# SET EXERCISE:
From the line containing "Objective: one point per instance of the dark" through the last line of the entries below, repeat each line word for word and leave out the rest.

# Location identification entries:

________

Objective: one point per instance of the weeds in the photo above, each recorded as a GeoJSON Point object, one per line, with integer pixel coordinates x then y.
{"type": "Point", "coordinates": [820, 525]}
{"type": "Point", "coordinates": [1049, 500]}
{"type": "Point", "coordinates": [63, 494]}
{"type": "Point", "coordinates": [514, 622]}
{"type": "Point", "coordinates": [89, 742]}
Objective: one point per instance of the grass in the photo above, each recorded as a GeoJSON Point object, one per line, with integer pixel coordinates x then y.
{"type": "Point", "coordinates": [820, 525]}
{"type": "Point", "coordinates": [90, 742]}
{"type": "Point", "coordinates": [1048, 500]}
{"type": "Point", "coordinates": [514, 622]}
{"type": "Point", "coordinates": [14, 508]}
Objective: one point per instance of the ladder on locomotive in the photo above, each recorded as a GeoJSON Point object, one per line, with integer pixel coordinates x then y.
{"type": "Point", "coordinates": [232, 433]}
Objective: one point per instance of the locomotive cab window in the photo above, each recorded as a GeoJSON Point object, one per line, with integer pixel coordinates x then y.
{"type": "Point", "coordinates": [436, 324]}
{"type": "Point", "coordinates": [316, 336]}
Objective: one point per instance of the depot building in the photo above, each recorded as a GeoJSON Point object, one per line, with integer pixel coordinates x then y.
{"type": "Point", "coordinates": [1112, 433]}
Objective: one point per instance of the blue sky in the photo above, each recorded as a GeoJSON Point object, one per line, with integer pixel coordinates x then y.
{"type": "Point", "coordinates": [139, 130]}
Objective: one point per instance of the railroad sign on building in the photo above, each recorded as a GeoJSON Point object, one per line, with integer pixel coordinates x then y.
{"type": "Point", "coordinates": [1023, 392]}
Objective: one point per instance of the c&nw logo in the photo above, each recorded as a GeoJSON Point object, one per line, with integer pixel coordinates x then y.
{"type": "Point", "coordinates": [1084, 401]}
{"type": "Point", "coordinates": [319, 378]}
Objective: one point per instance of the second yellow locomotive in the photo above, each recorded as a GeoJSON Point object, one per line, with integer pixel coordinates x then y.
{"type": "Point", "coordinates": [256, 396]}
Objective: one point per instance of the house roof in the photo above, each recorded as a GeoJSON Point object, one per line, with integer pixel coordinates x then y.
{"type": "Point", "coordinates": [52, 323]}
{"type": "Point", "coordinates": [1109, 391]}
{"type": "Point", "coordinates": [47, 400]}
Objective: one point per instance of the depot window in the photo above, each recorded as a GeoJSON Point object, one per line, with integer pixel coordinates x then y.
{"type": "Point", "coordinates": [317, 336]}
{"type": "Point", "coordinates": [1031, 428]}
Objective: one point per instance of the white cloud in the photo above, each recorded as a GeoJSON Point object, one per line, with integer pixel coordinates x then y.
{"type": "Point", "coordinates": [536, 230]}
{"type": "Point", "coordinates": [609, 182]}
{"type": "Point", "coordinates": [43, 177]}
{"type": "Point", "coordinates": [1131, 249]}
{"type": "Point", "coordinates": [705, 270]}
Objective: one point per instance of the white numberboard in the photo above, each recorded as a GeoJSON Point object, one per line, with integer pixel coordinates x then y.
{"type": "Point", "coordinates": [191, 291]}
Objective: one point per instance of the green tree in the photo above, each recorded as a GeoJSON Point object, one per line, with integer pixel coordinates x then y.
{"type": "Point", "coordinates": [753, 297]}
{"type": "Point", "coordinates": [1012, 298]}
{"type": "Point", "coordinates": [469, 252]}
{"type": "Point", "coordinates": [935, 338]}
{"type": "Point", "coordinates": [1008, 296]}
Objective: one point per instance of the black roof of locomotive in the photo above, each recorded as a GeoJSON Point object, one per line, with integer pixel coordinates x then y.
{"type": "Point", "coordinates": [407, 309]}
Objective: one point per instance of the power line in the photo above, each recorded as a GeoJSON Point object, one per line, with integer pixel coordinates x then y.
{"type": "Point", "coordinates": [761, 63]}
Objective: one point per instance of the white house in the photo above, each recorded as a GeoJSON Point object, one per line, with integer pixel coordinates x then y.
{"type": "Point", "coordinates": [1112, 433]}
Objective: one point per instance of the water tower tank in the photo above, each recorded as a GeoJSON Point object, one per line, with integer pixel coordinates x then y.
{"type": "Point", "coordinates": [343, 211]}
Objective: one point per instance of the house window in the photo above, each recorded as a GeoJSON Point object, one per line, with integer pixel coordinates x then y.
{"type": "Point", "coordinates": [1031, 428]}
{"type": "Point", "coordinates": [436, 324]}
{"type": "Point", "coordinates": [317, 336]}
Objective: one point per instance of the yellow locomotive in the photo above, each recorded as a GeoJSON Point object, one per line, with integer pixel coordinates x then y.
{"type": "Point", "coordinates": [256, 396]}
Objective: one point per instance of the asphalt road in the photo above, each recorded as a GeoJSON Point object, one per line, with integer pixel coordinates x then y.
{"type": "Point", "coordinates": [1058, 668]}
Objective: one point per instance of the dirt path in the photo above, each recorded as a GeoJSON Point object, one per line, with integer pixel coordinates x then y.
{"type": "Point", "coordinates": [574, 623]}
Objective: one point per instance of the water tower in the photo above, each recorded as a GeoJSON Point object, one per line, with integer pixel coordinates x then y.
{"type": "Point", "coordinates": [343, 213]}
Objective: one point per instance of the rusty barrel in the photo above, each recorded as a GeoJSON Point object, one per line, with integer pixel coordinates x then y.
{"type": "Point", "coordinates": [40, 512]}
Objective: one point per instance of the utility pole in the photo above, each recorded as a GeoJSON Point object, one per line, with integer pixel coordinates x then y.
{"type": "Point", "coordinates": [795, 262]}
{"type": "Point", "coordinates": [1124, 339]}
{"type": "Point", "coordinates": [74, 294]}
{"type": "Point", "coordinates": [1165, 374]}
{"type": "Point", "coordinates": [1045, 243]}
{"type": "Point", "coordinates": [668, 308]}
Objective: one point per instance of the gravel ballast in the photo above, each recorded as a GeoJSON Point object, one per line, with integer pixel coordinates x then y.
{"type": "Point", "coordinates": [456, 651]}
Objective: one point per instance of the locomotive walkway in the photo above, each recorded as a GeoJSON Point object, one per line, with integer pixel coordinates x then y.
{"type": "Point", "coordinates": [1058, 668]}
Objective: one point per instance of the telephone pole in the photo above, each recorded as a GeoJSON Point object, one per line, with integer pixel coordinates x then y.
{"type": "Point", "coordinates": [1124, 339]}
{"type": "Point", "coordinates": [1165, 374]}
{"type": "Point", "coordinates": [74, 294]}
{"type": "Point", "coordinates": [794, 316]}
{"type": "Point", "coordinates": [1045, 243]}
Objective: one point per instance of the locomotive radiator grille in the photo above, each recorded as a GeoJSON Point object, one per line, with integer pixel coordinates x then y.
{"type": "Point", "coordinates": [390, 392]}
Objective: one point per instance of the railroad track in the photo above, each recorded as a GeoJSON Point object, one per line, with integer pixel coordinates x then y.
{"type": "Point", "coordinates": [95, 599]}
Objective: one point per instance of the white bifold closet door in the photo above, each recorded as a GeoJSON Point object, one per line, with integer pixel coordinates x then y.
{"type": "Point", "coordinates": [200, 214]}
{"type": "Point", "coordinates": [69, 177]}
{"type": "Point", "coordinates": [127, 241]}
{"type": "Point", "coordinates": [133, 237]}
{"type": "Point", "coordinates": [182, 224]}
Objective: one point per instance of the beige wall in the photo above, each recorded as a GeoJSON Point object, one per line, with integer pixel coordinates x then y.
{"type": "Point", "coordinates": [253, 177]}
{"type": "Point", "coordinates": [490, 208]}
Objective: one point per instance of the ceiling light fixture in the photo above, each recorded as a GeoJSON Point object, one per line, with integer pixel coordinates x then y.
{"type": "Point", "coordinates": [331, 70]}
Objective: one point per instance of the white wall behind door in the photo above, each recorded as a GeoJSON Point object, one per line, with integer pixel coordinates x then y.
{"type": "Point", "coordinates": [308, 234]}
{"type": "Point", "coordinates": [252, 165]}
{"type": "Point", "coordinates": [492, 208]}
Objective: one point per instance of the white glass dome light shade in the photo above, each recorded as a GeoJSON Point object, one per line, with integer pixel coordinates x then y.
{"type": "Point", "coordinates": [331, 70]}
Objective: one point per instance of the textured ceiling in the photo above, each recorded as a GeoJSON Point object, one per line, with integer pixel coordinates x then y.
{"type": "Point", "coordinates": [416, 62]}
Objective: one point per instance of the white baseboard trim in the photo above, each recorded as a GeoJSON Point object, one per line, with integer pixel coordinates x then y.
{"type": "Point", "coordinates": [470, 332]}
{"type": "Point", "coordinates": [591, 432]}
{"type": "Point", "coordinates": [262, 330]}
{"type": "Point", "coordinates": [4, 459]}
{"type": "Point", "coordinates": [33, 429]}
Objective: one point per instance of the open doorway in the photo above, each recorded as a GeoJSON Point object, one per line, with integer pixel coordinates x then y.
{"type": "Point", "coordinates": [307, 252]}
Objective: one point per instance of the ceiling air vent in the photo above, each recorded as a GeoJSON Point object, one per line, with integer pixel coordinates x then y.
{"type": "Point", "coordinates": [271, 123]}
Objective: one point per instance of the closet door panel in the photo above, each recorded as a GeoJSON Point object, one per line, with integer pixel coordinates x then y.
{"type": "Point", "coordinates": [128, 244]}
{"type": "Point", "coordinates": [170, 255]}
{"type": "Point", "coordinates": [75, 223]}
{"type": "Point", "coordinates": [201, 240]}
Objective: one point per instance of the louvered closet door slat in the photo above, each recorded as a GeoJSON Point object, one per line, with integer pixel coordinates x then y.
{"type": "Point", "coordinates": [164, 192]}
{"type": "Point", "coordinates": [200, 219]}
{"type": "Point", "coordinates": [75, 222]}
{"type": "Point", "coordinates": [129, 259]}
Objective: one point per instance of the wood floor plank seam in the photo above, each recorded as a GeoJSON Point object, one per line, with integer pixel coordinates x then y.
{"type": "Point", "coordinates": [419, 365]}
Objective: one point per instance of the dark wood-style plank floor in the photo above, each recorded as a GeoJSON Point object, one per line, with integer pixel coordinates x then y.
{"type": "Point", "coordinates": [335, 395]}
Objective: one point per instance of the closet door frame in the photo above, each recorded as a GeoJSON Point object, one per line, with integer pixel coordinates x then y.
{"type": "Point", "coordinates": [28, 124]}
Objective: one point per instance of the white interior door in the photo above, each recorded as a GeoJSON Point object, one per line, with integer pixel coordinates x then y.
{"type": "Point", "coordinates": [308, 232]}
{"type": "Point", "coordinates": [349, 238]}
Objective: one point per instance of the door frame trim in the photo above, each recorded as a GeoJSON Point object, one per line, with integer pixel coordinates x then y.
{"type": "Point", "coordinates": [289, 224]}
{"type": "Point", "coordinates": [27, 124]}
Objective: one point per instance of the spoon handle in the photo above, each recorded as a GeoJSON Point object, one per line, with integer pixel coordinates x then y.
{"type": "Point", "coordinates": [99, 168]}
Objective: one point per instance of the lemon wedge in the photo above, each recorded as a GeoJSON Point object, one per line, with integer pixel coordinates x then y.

________

# FULL ANSWER:
Objective: one point per instance of the dark wood-style plank floor in the photo above, each recorded as a GeoJSON Point object, one per line, with integer pixel coordinates x then y.
{"type": "Point", "coordinates": [335, 395]}
Objective: one point per instance of the closet door frame in the photo above, each recorded as a GeoJSON Point object, one per line, with integer pixel coordinates x then y.
{"type": "Point", "coordinates": [28, 124]}
Objective: one point per instance of the white interior door in the photo above, each recorded as a GeoJSON Point object, one per line, with integer pixel coordinates x then y.
{"type": "Point", "coordinates": [308, 232]}
{"type": "Point", "coordinates": [349, 238]}
Objective: one point per instance of the door frame trim in the photo above, each recorded as a GeoJSON Point object, one per line, with integer pixel coordinates x then y.
{"type": "Point", "coordinates": [289, 224]}
{"type": "Point", "coordinates": [27, 124]}
Objective: one point per instance of the spoon handle in the photo above, each recorded as a GeoJSON Point object, one per line, with integer pixel coordinates x then y.
{"type": "Point", "coordinates": [99, 168]}
Objective: one point per instance of the lemon wedge in the photo above, each recorded as a GeoJSON Point object, one per line, with integer pixel coordinates x then y.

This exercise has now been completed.